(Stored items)

- Opening Delimiter -

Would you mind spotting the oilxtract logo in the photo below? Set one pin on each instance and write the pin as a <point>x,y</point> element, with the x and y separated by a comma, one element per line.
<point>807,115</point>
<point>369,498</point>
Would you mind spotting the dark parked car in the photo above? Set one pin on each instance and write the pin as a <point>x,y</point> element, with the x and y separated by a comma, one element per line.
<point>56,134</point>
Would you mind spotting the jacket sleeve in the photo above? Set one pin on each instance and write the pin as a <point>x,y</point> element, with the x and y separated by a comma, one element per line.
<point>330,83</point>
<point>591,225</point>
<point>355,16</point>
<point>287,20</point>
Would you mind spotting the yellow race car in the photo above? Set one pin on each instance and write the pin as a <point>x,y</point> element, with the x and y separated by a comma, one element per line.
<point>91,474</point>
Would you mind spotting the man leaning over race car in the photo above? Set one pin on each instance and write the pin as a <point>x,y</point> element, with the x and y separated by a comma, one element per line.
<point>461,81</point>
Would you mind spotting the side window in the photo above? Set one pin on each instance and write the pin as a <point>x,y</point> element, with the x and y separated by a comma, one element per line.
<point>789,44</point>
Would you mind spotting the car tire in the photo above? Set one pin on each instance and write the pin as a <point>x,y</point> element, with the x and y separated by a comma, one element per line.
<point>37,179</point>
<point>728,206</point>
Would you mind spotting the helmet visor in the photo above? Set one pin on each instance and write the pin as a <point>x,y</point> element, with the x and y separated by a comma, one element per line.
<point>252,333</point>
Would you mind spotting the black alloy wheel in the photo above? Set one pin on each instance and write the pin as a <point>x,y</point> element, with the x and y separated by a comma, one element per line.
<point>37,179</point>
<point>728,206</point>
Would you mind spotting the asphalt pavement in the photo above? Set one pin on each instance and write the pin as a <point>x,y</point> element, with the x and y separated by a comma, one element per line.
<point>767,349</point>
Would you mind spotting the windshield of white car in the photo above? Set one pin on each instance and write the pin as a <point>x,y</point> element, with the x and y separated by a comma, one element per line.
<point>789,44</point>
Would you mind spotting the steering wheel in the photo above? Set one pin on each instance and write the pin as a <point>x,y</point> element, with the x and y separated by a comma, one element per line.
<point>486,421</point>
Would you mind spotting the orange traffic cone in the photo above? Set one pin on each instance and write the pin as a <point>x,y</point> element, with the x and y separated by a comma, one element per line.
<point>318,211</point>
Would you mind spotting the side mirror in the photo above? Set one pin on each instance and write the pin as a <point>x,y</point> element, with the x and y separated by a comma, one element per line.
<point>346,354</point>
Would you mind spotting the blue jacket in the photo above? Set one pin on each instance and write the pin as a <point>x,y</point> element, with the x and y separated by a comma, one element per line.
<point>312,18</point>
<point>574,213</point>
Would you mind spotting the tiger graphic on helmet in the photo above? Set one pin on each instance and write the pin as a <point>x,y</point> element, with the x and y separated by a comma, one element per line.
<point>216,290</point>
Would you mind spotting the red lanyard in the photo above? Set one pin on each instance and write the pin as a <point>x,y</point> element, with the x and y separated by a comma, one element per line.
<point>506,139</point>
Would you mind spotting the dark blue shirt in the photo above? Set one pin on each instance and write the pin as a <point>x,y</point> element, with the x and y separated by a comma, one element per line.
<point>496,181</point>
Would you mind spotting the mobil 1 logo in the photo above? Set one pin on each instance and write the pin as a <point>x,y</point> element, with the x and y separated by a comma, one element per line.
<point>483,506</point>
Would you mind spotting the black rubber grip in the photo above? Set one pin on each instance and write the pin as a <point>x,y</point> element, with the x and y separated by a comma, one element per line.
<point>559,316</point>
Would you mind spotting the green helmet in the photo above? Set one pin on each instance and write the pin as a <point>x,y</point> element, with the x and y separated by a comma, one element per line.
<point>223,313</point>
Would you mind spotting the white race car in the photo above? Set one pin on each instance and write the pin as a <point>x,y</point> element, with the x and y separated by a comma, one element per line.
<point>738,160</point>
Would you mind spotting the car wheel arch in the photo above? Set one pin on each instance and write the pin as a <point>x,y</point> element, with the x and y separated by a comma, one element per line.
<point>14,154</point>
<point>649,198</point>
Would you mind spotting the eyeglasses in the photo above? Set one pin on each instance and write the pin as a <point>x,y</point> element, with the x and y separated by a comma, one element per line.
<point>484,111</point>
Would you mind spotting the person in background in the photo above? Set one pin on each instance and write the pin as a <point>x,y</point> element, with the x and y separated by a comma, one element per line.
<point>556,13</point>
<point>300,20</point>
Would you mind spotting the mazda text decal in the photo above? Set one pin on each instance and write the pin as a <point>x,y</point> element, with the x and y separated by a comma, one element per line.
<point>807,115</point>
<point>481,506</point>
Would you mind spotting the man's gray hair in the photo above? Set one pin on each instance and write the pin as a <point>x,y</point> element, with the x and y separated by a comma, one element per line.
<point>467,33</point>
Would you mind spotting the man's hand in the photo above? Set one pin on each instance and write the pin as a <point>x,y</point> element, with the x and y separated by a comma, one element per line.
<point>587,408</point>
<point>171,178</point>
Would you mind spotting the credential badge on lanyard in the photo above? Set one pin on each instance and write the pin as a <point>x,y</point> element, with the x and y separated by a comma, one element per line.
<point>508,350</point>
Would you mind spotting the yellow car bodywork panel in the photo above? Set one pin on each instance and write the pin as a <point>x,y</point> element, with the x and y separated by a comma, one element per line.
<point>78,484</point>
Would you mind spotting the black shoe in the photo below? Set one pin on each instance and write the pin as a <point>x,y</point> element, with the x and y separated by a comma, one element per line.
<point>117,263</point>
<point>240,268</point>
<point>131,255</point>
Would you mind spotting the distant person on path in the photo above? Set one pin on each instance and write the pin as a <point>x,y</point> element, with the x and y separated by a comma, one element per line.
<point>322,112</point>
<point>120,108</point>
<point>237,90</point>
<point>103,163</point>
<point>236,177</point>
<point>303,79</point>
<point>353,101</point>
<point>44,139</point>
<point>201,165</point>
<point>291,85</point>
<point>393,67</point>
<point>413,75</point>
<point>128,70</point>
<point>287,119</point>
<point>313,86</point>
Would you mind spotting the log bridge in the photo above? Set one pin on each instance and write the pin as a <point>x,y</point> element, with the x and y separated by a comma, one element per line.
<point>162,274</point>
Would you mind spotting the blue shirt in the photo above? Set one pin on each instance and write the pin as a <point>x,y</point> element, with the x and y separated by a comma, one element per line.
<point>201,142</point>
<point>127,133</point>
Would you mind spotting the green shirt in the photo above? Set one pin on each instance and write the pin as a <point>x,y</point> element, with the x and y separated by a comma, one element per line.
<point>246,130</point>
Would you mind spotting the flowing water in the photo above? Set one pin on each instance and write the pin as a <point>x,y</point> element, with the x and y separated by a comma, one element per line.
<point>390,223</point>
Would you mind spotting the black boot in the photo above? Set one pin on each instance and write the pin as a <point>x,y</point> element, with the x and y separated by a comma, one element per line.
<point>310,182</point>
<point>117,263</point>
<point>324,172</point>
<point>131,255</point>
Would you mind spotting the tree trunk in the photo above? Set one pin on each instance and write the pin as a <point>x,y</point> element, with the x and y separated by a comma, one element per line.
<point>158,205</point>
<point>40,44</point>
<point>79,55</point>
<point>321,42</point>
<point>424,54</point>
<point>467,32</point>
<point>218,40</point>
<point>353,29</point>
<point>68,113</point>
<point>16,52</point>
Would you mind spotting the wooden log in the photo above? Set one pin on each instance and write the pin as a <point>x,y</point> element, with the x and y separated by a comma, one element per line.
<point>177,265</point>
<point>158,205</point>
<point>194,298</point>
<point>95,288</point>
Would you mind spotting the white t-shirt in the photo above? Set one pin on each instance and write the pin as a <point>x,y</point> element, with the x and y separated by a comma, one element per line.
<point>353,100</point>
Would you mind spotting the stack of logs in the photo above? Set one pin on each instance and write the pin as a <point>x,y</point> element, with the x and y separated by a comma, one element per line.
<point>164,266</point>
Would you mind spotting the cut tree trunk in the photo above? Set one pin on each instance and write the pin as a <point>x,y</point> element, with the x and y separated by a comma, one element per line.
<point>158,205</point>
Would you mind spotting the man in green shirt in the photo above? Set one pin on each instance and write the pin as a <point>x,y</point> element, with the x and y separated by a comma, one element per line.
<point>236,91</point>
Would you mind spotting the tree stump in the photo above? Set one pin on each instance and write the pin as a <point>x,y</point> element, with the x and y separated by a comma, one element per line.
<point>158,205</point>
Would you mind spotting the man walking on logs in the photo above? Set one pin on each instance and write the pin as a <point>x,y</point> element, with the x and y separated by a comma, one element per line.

- Closing Delimiter -

Problem to solve: Would you quote, exactly and only, the lines from the one containing "Would you mind spotting the stack" to the end of the entries?

Exercise result:
Would you mind spotting the stack of logs in the photo above? Set one pin on each instance and write the pin as a <point>x,y</point> element, with the x and y separated by a comma, one element per line.
<point>164,266</point>
Would you mind spotting the cut tree trunk in the photo above? Set one pin on each instance and write the pin as a <point>x,y</point> element, with the x and y separated by a comma, one element per line.
<point>158,205</point>
Would you mind spotting the man in green shirt in the photo above? Set one pin on each instance and write the pin as a <point>x,y</point> element, with the x and y separated by a comma, one element per line.
<point>236,91</point>
Would you mind spotting the tree stump in the photo above? Set one pin on each instance and write the pin as a <point>x,y</point> element, with the x and y separated by a comma, one element per line.
<point>158,205</point>
Would you mind spotting the man walking on logs in the photo above? Set one pin on each instance and write the pin as a <point>x,y</point> element, with the x and y separated by a comma, one element per line.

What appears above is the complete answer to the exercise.